_YOUR INSTRUCTIONS_
Locate each line in the rows below that contains the word "Confirm", and copy those lines.

---------- RAW RECORDS ----------

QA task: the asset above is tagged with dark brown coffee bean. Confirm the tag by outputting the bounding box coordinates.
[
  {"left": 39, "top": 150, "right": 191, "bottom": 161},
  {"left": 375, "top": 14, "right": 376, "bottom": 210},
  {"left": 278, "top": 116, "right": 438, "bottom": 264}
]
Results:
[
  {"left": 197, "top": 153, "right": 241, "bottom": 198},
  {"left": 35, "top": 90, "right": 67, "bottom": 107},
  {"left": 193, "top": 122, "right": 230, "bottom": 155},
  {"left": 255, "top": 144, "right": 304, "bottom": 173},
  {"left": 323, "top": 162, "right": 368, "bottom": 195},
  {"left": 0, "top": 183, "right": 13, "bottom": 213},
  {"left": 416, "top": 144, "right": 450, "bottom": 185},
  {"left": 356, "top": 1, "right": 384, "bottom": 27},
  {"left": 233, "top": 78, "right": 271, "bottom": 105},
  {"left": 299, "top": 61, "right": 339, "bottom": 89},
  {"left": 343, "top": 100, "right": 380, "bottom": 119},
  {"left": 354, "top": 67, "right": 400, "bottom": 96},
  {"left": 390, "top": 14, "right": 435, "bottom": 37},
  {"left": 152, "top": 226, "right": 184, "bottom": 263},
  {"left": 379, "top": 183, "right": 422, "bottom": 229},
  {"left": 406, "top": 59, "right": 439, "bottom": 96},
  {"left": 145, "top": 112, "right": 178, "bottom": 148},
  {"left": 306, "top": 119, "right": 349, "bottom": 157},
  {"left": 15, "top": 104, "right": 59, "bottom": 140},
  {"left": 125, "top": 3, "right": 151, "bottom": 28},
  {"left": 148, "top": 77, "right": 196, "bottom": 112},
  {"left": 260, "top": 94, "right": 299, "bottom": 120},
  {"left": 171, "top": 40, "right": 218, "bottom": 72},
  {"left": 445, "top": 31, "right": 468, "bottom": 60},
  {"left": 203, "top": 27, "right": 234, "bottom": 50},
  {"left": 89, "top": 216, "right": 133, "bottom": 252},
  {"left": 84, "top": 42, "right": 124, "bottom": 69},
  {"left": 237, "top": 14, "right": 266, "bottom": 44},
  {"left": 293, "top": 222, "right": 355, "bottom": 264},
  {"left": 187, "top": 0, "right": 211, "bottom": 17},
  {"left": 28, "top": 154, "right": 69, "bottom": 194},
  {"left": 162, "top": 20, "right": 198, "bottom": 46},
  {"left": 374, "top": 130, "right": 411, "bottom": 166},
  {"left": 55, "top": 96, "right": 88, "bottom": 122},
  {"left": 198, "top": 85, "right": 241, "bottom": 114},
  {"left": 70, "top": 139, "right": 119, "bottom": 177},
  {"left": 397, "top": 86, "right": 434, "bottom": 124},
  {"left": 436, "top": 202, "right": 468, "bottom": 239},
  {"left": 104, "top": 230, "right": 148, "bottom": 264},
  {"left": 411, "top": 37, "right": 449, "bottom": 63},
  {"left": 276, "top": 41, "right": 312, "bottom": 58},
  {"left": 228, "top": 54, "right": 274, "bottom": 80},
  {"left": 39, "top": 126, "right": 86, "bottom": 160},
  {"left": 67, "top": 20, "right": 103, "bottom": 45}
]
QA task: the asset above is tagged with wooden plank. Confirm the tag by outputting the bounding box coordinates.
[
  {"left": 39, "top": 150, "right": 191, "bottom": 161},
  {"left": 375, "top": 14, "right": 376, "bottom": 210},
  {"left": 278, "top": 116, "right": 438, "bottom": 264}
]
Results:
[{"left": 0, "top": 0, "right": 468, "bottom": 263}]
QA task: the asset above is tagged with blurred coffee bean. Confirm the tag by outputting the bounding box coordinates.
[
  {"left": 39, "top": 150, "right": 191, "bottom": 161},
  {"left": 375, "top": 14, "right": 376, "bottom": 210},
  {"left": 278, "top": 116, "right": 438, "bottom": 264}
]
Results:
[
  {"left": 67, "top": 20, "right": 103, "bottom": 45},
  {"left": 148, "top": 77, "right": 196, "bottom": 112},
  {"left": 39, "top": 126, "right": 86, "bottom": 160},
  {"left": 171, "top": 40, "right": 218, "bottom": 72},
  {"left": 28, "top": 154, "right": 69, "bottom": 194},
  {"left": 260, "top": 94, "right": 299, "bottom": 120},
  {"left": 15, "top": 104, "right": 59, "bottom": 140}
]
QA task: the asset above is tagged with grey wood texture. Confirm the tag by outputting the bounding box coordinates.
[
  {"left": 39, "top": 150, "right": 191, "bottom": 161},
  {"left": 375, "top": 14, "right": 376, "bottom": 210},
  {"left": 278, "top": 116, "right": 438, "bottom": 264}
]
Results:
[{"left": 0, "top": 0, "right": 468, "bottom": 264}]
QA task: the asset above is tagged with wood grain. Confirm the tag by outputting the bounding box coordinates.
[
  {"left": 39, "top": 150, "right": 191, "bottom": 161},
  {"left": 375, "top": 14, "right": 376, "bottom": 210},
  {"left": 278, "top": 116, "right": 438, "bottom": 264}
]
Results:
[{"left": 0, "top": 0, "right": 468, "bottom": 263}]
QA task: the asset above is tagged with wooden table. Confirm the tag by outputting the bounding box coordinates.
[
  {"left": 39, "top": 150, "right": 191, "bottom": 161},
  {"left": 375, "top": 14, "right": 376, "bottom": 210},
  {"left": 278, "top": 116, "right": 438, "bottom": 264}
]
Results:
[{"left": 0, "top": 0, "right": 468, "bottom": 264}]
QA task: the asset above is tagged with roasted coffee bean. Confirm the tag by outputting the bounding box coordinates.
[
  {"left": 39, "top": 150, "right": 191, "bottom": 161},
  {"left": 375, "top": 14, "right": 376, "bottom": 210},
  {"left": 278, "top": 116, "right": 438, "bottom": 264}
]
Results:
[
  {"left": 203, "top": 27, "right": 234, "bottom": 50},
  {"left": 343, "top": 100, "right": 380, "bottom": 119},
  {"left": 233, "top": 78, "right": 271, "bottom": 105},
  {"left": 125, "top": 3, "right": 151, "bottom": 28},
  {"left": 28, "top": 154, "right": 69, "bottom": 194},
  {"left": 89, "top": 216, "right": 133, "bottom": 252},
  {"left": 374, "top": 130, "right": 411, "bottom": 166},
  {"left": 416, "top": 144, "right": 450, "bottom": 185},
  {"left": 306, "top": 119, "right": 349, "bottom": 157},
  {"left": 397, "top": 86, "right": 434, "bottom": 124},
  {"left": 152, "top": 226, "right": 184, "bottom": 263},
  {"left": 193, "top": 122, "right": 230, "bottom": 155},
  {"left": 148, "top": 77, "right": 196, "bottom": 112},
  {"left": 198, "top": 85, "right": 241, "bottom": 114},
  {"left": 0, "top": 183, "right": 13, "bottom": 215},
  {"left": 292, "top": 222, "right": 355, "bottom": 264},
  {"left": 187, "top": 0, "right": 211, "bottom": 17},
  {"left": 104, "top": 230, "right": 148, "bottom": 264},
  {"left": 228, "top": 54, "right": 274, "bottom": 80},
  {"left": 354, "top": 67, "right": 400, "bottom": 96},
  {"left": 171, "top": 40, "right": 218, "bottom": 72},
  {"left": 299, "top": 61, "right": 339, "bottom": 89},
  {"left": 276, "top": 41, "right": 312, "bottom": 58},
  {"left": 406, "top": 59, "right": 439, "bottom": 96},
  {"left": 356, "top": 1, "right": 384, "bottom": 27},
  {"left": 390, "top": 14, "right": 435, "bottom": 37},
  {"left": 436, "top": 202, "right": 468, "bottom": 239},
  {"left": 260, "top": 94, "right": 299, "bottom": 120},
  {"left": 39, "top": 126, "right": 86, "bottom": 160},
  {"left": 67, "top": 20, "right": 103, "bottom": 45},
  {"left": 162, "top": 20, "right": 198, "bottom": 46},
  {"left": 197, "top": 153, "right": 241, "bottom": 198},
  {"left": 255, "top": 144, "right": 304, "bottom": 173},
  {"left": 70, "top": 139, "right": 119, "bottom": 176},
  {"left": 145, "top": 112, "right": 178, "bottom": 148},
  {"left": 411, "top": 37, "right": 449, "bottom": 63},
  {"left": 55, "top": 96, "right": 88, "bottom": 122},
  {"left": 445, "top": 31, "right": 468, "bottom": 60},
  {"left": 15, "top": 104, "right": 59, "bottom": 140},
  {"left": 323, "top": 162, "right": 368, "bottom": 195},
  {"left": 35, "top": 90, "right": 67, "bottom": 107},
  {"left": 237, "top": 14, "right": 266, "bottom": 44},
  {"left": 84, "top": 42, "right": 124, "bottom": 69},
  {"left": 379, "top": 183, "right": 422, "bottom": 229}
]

----------

_CORRECT OUTPUT_
QA task: the asset above is tagged with dark brown coffee bean. Confirm the tag by outputting the bounding box coordinates.
QA task: the asset above is tagged with wooden plank. Confirm the tag by outputting the bounding box coordinates.
QA task: the asset above is tagged with blurred coffee bean. Confirm the tag by outputting the bounding box coordinates.
QA task: the asset above is tagged with grey wood texture. Confirm the tag by outputting the bounding box coordinates.
QA task: the asset above is tagged with wood grain. Confirm the tag by outputting the bounding box coordinates.
QA task: the asset above is tagged with wooden table. Confirm the tag by outputting the bounding box coordinates.
QA task: the asset above is tagged with roasted coffee bean. Confirm the tag by outputting the bounding box coordinates.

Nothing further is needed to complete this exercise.